(Point annotation dataset listing)
◆ ◆ ◆ ◆
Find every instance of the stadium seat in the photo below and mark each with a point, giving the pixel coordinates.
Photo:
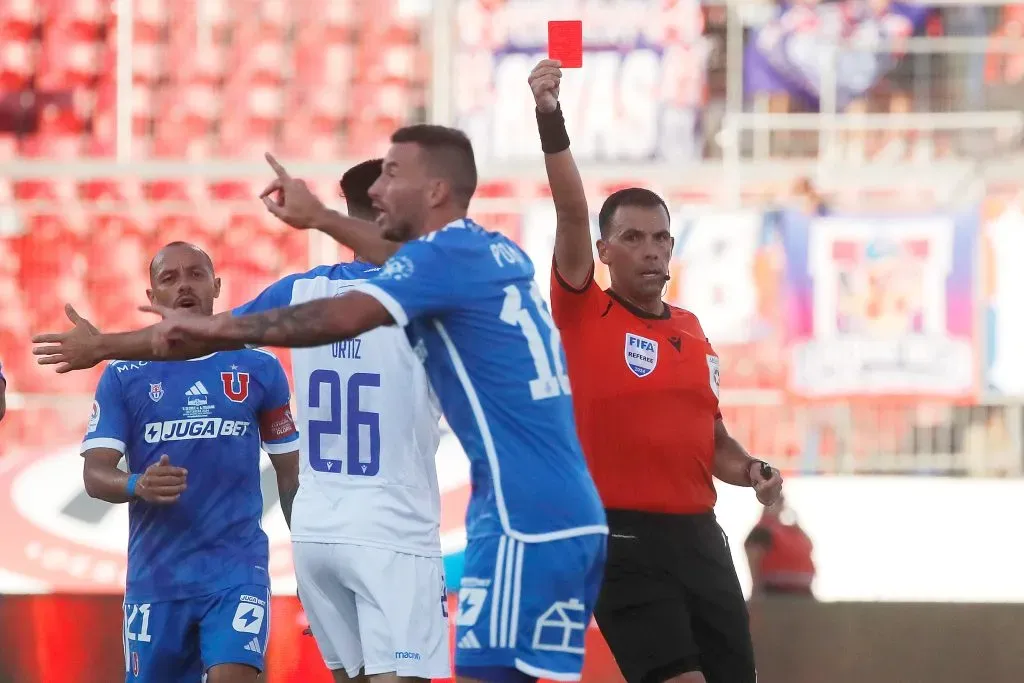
(67, 62)
(80, 19)
(17, 62)
(151, 17)
(18, 18)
◆ ◆ ◆ ◆
Exercise description | Rescale the listing above by repeating every line, the request line included, with each point coordinate multiplied by 0.4 and rounded to a whole number, halves rounding up. Leave the picture out.

Right answer |
Find every instance of the stadium seat in the photo below and mark each with a point, giving the pixel coordinates.
Photo:
(27, 25)
(32, 8)
(7, 25)
(60, 7)
(7, 7)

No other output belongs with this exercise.